PROVIDED TEXT:
The earliest known description from a species we now include in the genus Leucospermum was by Paul Hermann in Paradisus Batavus, a book describing the plants of the Hortus Botanicus Leiden (botanical garden of the Leyden University), that was published in 1689, three years after his death. He called it Salix conophora Africana (African cone-bearing willow), based on his observation of Leucospermum conocarpodendron on the lower slopes of the Table Mountain. In the following six decades, several other descriptions were published, such as by Leonard Plukenet, James Petiver, John Ray and Herman Boerhaave. Names published before 1753, the year that was chosen as a starting point for the binominal nomenclature proposed by Carl Linnaeus, are not valid however.

The first valid names were already created that very year with the publication of the first edition of Species Plantarum, with the description of two species, Leucadendron conocarpodendron and Leucadendron hypophyllocarpodendron (now Leucospermum conocarpodendron and L. hypophyllocarpodendron) by Linnaeus. In 1763, Michel Adanson also described several Proteaceae species, and did so under the generic names Lepidocarpus and Conocarpus. Four more species were described, by Linnaeus (Protea pubera and P. totta in 1771, now L. calligerum and L. tottum), Peter Jonas Bergius (Leucadendron oleaefolium 1766, now Leucospermum oleifolium) and Nicolaas Laurens Burman (Leucadendron cuneiforme, now Leucospermum cuneiforme), before Carl Peter Thunberg in 1781 published a revision containing nine species now included in Leucospermum, including Protea heterophylla and P. tomentosa (now L. heterophyllum and L. tomentosum). Further species were added by Jean-Baptiste Lamarck: Protea vestita 1792 (now L. vestitum), Thunberg: P. prostrata in 1794 (now L. prostratum), Henry Cranke Andrews: Protea formosa 1798 (now L. formosum), and P. candicans in 1803 (now Leucospermum rodolentum) a later homonym of P. candicans Thunb. 1800 (now Paranomus candicans), and in The Paradisus Londinensis by botanical illustrator William Hooker and botanist Richard Anthony Salisbury: Leucadendrum grandiflorum in 1808 (now Leucospermum grandiflorum).

AVAILABLE DATA:
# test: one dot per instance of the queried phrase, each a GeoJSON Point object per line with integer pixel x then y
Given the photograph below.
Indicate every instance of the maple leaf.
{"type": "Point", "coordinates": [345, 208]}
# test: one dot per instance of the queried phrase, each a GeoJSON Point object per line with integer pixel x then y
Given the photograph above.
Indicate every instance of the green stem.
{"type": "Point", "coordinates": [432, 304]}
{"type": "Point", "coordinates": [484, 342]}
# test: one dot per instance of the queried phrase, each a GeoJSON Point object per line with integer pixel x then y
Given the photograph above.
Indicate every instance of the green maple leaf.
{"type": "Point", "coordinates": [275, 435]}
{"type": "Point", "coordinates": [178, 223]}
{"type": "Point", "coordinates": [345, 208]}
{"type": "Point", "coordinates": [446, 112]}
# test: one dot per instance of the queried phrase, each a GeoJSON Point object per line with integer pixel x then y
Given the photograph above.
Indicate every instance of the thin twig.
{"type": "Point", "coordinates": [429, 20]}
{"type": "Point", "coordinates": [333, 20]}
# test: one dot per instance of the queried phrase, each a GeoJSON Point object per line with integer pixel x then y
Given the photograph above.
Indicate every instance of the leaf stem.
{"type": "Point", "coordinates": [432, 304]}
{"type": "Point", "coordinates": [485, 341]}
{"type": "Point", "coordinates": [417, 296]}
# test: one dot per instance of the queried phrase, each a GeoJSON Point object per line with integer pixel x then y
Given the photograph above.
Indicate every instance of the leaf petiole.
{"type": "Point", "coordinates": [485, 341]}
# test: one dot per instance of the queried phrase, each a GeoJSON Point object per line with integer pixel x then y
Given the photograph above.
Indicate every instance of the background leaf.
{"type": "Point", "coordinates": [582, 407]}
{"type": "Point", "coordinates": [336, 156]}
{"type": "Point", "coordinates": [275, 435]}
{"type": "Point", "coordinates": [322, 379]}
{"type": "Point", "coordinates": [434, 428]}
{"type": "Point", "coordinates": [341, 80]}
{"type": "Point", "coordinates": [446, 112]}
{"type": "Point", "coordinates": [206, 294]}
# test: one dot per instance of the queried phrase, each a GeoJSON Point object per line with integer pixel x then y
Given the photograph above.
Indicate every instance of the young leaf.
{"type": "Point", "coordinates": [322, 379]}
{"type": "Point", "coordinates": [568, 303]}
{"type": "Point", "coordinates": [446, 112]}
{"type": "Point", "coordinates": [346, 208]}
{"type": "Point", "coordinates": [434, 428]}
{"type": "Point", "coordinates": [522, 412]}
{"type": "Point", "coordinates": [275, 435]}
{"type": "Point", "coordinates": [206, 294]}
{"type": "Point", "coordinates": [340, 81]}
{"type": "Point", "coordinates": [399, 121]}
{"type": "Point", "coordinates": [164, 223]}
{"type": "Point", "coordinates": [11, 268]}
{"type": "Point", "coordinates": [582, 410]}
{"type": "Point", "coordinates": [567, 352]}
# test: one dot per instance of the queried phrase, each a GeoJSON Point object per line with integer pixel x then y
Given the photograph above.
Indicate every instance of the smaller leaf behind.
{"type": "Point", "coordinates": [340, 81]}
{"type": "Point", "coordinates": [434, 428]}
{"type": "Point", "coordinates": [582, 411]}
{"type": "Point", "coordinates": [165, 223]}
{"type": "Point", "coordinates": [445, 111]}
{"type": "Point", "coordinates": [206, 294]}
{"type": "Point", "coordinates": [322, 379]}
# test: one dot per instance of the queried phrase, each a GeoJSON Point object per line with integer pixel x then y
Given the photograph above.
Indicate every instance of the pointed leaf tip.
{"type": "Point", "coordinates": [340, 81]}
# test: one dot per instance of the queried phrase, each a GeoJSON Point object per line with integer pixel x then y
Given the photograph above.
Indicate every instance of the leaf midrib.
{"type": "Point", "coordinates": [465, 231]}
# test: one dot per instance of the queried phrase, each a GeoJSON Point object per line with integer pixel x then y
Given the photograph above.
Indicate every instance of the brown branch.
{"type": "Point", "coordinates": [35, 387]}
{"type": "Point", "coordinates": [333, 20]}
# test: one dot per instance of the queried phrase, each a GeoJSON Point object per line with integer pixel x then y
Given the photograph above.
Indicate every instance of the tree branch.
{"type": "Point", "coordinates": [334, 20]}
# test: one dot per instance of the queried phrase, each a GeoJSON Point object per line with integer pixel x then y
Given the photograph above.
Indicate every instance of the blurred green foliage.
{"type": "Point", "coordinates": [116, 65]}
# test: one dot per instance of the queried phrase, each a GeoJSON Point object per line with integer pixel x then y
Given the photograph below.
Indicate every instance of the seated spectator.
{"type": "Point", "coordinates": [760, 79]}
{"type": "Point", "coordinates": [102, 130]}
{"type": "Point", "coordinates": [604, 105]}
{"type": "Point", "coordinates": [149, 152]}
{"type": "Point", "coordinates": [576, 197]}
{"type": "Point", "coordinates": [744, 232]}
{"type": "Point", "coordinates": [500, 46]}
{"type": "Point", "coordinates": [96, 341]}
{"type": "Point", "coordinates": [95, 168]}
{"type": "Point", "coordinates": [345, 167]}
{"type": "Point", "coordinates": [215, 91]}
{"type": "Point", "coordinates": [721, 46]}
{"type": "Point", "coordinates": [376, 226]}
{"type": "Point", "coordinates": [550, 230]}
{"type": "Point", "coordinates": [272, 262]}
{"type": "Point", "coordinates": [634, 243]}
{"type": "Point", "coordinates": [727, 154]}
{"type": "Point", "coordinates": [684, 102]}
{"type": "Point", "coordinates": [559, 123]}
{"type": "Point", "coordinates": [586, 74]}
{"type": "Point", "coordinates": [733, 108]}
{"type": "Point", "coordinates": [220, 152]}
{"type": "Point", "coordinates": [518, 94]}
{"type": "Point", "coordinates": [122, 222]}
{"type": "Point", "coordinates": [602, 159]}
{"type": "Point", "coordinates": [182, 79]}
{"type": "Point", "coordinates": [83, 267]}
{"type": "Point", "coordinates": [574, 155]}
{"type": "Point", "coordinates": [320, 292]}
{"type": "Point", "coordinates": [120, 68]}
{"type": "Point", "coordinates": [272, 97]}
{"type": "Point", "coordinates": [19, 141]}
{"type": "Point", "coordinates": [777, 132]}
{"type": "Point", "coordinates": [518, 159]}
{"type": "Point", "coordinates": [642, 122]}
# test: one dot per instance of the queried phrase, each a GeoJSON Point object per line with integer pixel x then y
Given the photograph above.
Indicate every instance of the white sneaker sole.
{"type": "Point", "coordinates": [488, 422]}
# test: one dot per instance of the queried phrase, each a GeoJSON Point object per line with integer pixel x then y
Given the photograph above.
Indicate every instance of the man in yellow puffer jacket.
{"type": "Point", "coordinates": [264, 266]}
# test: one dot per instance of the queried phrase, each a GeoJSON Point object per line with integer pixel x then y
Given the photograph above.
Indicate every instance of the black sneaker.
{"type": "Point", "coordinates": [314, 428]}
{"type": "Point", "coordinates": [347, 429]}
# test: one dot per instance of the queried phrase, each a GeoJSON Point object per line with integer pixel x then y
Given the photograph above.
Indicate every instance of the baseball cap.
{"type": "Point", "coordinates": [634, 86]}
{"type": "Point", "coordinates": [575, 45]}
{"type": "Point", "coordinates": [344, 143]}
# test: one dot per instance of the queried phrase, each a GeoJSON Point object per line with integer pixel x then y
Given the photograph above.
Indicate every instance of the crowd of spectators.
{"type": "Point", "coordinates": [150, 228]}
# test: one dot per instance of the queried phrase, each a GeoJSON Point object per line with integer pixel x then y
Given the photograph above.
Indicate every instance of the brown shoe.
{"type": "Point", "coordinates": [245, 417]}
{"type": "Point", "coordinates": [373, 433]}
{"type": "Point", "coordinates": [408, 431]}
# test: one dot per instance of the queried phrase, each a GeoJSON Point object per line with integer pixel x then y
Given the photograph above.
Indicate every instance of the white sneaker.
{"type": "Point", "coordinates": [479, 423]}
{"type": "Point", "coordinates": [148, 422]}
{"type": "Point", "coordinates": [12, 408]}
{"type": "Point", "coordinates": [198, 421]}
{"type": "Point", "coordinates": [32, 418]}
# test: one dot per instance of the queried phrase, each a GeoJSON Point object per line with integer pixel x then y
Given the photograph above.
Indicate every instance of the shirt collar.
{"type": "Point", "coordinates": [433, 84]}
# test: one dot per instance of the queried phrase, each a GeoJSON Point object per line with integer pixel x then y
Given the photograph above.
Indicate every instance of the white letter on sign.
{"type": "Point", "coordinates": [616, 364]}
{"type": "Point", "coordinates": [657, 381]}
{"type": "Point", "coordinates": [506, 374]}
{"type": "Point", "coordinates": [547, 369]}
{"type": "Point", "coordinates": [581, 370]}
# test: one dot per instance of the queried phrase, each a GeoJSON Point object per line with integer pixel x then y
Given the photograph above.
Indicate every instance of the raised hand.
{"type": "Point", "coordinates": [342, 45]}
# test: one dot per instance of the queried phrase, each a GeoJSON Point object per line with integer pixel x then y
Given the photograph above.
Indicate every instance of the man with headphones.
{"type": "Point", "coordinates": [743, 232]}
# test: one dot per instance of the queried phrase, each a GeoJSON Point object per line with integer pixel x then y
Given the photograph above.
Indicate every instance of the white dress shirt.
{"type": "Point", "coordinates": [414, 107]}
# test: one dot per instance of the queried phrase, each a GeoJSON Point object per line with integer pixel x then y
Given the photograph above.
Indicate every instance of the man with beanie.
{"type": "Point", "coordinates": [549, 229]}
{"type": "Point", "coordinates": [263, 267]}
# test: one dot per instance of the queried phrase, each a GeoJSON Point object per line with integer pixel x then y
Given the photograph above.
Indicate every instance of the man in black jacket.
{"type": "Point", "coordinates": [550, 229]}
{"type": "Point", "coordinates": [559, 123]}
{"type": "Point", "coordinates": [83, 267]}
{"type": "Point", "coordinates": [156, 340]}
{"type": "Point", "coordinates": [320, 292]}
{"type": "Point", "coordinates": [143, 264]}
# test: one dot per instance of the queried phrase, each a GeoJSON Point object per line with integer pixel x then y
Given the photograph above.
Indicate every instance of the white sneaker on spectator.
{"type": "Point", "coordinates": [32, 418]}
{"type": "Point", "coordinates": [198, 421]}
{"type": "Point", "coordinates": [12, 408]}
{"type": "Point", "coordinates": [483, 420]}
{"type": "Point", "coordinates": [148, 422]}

THE PROBLEM: Extend the passage above on the early naming history of Leucospermum, starting after its last sentence.

RESPONSE:
Joseph Knight published a book in 1809 titled On the cultivation of the plants belonging to the natural order of Proteeae, that contained an extensive revision of the Proteaceae attributed to Salisbury. Salisbury assigned twenty-four species to his new genus Leucadendrum, with newcomers Leucadendrum cordifolium, Leucadendrum gracile, Leucadendrum parile, Leucadendrum royenaefolium, Leucadendrum saxatile and Leucadendrum truncatulum, all of which are now included in Leucospermum with the identical species name. It is assumed that Salisbury had based his review on a draft he had been studying of a paper called On the natural order of plants called Proteaceae that Robert Brown was to publish in 1810. Brown however, called the genus Leucospermum, distinguished eighteen species and made the new combinations Leucospermum lineare and L. spathulatum. Salisbury's names were ignored by botanists in favour of those that Brown had created, and this was formalised in 1900 when Leucospermum was given priority over Leucadendrum.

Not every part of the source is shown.